* _WHAT THIS TASK INVOLVES_
Reproduce exactly the final portion of the data: every line from the one containing "Where can the flying" through the last line, inclusive.
::: SOURCE MATERIAL :::
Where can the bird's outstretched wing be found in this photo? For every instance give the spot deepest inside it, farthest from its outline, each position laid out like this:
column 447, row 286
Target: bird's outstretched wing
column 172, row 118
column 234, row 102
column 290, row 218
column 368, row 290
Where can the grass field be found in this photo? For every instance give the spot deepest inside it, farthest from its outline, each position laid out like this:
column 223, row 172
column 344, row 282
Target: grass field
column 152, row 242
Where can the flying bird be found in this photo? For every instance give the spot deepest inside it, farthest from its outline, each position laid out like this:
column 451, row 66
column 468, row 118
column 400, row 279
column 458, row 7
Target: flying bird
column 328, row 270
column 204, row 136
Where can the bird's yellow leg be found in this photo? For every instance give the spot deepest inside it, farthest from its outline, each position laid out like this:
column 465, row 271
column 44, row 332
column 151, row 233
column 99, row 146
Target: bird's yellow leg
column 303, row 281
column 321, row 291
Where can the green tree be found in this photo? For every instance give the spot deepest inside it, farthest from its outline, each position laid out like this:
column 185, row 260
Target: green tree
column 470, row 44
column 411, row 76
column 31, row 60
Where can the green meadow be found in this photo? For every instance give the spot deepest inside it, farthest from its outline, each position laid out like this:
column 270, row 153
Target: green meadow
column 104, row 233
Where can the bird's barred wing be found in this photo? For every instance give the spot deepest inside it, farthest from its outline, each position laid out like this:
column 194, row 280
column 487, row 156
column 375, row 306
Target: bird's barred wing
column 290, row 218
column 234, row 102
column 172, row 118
:::
* _FULL OUTPUT_
Where can the flying bird be found in this photo? For every instance give the spot deepest inside it, farthest from its outline, each position laid out like this:
column 451, row 66
column 468, row 118
column 400, row 279
column 458, row 7
Target: flying bird
column 328, row 270
column 204, row 136
Where can the bird's yellow leg be found in this photo? For every instance give the spot deepest inside it, farthest from its outline, each position laid out like this:
column 465, row 271
column 44, row 332
column 151, row 233
column 99, row 146
Target: bird's yellow leg
column 303, row 281
column 321, row 291
Where can the green tree be found in this photo? For every instance give the spot deepest inside it, farthest from its outline, each position laid out like this:
column 185, row 260
Target: green tree
column 470, row 44
column 411, row 76
column 31, row 60
Where can the green meadow be found in this photo? For every instance give the spot deepest inside it, farthest from its outline, each position laid out like this:
column 270, row 153
Target: green meadow
column 104, row 233
Where can the bird's barred wing be found in this photo? For every instance give the spot deepest inside it, farthest from its outline, each position laid out like this:
column 194, row 280
column 487, row 156
column 375, row 306
Target: bird's barred wing
column 290, row 218
column 234, row 102
column 172, row 118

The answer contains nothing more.